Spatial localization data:

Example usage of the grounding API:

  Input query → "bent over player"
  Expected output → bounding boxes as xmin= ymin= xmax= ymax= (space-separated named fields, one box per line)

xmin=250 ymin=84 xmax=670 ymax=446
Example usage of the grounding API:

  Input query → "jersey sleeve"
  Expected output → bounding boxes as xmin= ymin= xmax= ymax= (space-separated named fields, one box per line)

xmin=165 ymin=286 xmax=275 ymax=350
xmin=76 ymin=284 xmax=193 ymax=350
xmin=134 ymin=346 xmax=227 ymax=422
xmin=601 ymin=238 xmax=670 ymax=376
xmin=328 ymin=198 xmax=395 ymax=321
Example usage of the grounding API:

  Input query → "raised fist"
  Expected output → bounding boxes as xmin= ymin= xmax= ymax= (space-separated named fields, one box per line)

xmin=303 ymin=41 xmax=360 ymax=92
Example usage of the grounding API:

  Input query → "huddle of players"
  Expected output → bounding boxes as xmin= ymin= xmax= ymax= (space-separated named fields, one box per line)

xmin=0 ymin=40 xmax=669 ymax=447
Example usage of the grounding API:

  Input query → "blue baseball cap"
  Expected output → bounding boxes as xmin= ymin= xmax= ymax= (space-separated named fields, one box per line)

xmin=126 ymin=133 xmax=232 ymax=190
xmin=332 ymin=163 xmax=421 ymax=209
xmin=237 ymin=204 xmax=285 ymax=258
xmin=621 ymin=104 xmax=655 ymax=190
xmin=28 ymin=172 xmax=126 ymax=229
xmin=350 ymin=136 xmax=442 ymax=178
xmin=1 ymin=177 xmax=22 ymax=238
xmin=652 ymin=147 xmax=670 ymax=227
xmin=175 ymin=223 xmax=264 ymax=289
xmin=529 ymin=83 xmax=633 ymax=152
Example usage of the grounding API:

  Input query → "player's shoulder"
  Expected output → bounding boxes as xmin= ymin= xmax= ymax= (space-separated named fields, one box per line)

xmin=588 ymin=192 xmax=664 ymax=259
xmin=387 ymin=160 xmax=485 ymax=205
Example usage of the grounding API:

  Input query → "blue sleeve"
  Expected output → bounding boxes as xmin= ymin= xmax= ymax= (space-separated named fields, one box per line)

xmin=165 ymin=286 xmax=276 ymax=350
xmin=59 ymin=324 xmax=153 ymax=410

What to work on - Copy every line of the data that holds the string "Input".

Solution -
  Input query → "bent over player"
  Input query → "jersey sleeve"
  Input query → "raised fist"
  Input query → "huddle of players"
  Input query → "blue baseball cap"
  Input query → "player's shoulder"
  Input query → "blue sleeve"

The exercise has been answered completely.